What the exercise asks »
Arrange the lines below as a Markdown table with the columns Number and Line. Start with the line containing "platform in the image above.", continue through the last line of the rows, and omit any blank lines.

Data for this task »
════════════════

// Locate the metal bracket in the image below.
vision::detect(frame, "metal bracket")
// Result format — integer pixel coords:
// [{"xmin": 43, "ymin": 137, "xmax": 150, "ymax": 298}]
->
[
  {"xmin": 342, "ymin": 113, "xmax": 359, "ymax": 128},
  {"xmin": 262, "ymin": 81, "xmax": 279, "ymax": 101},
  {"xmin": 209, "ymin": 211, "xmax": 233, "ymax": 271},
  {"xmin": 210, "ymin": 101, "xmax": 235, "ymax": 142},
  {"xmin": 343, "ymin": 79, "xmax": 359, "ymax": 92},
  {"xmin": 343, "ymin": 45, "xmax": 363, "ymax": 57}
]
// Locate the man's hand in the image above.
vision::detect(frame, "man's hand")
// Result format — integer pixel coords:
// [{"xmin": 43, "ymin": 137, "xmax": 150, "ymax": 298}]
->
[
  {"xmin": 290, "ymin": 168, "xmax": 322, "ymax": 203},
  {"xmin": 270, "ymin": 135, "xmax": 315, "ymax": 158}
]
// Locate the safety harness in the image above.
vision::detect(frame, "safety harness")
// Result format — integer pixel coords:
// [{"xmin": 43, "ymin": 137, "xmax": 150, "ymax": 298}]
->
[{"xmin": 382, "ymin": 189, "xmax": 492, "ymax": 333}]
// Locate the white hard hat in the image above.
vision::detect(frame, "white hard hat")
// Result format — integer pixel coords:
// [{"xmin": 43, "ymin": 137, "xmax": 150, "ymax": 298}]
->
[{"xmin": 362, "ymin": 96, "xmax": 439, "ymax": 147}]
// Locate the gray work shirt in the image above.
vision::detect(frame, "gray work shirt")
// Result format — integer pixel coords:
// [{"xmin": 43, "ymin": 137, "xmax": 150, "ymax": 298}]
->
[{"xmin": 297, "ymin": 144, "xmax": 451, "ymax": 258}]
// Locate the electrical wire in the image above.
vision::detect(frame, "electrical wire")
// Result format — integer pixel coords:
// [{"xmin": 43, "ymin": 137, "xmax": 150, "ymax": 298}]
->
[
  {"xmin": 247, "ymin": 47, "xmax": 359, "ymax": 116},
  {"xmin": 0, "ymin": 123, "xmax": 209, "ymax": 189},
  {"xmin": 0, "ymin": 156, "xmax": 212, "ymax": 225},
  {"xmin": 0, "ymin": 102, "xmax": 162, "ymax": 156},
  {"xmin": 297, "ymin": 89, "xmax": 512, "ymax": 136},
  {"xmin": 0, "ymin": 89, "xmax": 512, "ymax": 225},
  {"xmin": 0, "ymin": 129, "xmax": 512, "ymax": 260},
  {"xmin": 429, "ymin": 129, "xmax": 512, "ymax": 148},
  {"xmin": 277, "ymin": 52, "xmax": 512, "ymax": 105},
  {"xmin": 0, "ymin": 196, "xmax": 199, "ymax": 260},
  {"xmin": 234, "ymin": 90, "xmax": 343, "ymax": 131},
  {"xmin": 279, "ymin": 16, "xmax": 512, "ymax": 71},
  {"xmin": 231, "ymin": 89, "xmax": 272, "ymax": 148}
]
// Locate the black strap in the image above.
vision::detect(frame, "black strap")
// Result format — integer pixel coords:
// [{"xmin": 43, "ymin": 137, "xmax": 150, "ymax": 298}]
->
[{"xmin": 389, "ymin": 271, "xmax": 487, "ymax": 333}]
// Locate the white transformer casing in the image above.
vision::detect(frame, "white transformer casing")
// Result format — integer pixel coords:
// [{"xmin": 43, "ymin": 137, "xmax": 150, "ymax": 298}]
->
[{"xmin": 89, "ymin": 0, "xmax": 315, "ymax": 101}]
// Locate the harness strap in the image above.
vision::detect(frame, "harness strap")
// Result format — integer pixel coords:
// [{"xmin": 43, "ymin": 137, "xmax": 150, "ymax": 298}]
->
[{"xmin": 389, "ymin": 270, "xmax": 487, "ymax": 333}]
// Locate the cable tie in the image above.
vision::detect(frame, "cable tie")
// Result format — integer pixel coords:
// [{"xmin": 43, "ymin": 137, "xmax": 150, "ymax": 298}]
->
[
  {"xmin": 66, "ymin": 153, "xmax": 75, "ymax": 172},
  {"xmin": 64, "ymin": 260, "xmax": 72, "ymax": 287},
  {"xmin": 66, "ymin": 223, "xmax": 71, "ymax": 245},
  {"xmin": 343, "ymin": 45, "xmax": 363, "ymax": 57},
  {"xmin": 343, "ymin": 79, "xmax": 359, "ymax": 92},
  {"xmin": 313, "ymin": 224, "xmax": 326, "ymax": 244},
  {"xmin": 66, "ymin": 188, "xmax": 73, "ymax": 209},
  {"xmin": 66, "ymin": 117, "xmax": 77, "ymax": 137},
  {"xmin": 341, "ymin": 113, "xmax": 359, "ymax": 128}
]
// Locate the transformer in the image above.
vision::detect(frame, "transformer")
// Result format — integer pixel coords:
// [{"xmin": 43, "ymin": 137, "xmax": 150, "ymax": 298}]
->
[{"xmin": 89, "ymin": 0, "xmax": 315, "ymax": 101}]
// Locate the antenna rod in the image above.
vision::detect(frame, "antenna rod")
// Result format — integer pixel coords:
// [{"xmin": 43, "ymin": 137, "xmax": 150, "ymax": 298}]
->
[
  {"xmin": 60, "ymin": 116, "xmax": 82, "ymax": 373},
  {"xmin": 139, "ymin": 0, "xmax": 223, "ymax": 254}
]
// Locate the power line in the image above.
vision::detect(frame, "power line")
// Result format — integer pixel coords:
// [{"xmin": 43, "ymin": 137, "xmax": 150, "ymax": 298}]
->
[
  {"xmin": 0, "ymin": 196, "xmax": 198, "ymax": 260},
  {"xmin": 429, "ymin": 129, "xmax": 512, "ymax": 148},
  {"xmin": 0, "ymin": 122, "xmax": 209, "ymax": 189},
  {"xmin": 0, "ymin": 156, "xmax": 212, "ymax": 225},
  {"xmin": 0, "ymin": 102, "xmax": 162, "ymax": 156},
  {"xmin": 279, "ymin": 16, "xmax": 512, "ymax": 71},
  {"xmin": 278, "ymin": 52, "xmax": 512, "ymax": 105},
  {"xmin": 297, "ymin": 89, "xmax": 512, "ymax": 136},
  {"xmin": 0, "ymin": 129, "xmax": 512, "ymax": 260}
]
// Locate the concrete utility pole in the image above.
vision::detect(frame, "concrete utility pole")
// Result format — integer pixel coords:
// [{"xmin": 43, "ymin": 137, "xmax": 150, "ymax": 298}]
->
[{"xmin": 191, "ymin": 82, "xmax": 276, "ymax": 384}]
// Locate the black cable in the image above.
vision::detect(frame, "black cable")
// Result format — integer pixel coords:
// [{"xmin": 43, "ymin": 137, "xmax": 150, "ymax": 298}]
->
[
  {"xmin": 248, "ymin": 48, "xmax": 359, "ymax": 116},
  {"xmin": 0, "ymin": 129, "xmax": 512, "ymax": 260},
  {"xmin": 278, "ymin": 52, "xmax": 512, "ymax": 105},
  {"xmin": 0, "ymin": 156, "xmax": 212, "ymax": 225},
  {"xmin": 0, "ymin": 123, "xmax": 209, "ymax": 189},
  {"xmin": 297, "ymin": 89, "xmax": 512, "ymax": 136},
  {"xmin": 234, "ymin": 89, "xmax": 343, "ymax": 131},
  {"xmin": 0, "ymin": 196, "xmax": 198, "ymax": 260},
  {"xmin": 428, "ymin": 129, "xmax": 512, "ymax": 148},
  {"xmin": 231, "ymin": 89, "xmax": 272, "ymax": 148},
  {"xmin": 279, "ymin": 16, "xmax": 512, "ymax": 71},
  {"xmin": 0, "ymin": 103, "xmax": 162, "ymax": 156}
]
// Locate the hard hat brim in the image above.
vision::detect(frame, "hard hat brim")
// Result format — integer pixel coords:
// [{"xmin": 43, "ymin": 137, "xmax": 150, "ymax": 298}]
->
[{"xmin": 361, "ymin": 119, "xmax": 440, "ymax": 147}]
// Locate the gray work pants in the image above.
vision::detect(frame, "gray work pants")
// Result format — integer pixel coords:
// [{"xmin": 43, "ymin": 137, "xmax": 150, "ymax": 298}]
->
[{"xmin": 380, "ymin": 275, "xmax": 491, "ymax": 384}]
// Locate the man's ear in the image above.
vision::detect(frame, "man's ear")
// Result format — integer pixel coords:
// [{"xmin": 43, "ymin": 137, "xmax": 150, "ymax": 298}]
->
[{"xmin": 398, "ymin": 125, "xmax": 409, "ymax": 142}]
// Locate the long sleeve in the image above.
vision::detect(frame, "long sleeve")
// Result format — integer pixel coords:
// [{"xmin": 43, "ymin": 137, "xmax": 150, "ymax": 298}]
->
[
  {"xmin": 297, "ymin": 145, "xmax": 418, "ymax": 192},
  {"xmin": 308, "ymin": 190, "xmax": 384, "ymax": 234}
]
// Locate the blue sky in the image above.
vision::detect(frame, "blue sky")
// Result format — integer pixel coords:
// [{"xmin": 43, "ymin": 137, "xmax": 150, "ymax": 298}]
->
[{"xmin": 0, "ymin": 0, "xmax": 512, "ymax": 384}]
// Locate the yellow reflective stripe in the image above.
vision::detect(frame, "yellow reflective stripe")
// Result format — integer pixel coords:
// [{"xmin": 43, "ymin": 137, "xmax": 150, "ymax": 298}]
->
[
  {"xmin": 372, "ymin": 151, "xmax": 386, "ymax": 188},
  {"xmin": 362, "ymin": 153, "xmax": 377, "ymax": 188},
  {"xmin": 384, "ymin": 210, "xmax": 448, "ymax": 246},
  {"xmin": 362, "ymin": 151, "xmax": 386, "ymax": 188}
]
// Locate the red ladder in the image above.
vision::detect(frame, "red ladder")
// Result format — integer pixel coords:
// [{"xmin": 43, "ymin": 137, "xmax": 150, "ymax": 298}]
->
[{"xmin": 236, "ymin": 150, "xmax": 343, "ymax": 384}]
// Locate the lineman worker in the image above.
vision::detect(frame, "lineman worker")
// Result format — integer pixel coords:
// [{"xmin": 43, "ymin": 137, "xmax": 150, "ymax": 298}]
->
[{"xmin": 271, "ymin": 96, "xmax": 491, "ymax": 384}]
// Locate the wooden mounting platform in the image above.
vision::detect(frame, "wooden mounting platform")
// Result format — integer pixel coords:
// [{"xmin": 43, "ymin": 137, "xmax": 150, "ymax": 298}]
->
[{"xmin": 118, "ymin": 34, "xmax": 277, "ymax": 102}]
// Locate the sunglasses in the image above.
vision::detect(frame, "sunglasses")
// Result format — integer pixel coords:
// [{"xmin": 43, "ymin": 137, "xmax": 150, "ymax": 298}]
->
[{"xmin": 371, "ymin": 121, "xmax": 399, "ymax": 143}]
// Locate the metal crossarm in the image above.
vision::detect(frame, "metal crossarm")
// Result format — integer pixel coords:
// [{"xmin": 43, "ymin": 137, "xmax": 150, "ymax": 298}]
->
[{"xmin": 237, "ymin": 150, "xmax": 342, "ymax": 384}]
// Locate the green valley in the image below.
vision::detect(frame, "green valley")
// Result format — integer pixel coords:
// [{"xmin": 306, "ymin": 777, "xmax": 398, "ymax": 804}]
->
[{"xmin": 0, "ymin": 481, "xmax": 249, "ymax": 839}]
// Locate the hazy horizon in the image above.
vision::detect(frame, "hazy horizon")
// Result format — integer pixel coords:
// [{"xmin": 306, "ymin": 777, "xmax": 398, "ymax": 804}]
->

════════════════

Task response »
| Number | Line |
|---|---|
| 1 | // Locate the wooden mounting platform in the image above. |
| 2 | vision::detect(frame, "wooden mounting platform") |
| 3 | // Result format — integer pixel coords: |
| 4 | // [{"xmin": 43, "ymin": 137, "xmax": 150, "ymax": 298}] |
| 5 | -> |
| 6 | [{"xmin": 118, "ymin": 34, "xmax": 277, "ymax": 102}] |
| 7 | // Locate the sunglasses in the image above. |
| 8 | vision::detect(frame, "sunglasses") |
| 9 | // Result format — integer pixel coords: |
| 10 | // [{"xmin": 43, "ymin": 137, "xmax": 150, "ymax": 298}] |
| 11 | -> |
| 12 | [{"xmin": 371, "ymin": 121, "xmax": 399, "ymax": 143}] |
| 13 | // Locate the metal crossarm in the image above. |
| 14 | vision::detect(frame, "metal crossarm") |
| 15 | // Result format — integer pixel coords: |
| 16 | // [{"xmin": 43, "ymin": 137, "xmax": 150, "ymax": 298}] |
| 17 | -> |
| 18 | [{"xmin": 237, "ymin": 150, "xmax": 342, "ymax": 384}] |
| 19 | // Locate the green valley in the image below. |
| 20 | vision::detect(frame, "green valley") |
| 21 | // Result format — integer pixel coords: |
| 22 | // [{"xmin": 306, "ymin": 777, "xmax": 398, "ymax": 804}] |
| 23 | -> |
| 24 | [{"xmin": 0, "ymin": 481, "xmax": 249, "ymax": 839}] |
| 25 | // Locate the hazy horizon in the image above. |
| 26 | vision::detect(frame, "hazy horizon") |
| 27 | // Result format — integer pixel coords: |
| 28 | // [{"xmin": 306, "ymin": 777, "xmax": 398, "ymax": 804}] |
| 29 | -> |